* Problem details: In the piece on the FDA's proposed cigarette warning labels, what share of California's population smokes?
*** Document extract Section Begins ***
The Food and Drug Administration has unveiled 36 proposed new warning labels for cigarettes sold in the U.S. All of the new designs include pictures of various off-putting scenes — a mom and toddler surrounded by smoke, a man puffing smoke through his tracheostomy tube. They’re gross and mostly real, though there’s a cartoon of breast-feeder blowing smoke right in her baby’s face that comes across as exaggerated. (So does the cigarette-as-heroin-fix image.)
I don’t know whether cigarette labels like these will encourage smokers to stop or even cut back, but they will be welcome assistance to those of us raising the next generation of potential smokers. Smoking’s impact is quite visual and something a few lines of a surgeon general’s warning can’t capture.
In fact, I think the FDA overlooked one way to appeal to teens and young adults: their vanity. I’ve looked through most of the 36 proposed new labels and not one is of twin studies, which show the longitudinal effects of smoking on a person’s appearance.
I’m sure the tobacco companies have already hunkered down to figure out ways to lessen the possible impact on sales. I suspect someone is already printing subversive T-shirts with exactly those images emblazoned across the chest. While I don’t think the labels alone will cut the rate of smokers in the U.S., I think they’re a good part of an overall strategy — keeping people from starting, and reminding smokers that they hurt others with second-hand smoke.
What do you think of the new labels? How do you talk to your kids about cigarettes? Mine hardly ever see it — we live in California where only 12 percent of the population smokes and you have to go out of your way to find a place to light your cigarette. We talk about it in terms of health, addiction and, indeed, what it does to your appearance. (Whatever works!)
*** Document extract Section Ends ***
*** Supplied information Section Begins ***
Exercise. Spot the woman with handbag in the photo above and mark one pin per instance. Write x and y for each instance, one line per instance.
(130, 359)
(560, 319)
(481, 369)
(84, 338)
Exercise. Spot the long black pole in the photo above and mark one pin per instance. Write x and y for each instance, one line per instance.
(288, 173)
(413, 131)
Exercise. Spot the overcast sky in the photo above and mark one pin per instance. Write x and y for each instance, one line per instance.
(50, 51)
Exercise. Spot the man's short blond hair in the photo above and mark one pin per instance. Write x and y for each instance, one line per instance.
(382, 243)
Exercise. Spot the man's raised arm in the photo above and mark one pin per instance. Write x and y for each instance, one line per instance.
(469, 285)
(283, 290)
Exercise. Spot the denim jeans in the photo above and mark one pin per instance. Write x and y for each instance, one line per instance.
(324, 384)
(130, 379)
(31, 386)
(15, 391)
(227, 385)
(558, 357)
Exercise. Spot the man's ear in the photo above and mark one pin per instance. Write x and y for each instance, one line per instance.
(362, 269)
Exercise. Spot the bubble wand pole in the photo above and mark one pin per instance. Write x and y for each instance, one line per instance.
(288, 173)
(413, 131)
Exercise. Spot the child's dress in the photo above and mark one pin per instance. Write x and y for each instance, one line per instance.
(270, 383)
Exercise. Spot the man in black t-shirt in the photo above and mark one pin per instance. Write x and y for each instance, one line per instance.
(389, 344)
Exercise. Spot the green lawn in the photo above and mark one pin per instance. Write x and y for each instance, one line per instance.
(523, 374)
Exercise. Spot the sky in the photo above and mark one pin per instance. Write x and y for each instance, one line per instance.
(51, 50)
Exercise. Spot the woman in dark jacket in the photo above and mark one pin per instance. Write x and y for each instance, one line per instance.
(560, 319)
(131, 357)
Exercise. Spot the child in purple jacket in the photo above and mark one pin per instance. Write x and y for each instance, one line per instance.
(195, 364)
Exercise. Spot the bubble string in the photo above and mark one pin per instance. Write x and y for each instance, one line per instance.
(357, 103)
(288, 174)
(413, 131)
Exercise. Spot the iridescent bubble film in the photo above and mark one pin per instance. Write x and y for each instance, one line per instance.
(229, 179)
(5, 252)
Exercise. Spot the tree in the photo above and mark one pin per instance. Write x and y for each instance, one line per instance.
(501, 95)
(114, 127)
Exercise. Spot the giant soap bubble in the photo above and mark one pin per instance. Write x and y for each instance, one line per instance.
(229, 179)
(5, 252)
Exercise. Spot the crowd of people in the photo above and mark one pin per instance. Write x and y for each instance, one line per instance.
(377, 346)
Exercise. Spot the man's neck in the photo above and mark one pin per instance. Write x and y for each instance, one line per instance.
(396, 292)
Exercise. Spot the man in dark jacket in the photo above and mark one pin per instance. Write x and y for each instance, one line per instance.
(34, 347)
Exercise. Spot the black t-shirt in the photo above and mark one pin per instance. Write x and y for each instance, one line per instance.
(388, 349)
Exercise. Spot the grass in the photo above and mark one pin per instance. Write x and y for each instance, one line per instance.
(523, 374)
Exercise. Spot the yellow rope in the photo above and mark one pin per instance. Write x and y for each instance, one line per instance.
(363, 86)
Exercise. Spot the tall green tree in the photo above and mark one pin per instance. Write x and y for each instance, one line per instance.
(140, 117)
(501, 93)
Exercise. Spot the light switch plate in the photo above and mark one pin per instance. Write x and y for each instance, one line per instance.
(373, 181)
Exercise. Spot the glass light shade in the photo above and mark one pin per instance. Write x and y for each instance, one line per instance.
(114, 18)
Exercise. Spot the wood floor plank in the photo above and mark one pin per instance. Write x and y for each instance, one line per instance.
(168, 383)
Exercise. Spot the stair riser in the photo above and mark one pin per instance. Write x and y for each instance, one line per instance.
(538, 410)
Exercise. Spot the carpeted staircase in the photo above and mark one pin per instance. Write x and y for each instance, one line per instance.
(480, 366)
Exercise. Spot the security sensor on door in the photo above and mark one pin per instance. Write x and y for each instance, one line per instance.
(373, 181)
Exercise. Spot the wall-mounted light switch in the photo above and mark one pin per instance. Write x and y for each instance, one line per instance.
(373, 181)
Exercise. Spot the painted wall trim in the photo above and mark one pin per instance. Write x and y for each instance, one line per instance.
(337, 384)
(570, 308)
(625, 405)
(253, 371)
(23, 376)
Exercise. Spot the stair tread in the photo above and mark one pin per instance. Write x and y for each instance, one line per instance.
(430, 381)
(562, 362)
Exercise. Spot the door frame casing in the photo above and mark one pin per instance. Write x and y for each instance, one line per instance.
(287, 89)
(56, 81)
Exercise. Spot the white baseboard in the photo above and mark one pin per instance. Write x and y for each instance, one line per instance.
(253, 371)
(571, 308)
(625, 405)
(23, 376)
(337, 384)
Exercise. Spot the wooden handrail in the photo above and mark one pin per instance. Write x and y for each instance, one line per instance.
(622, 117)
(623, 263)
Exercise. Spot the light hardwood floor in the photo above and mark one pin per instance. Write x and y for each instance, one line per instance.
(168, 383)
*** Supplied information Section Ends ***
* Response to the exercise: 12 percent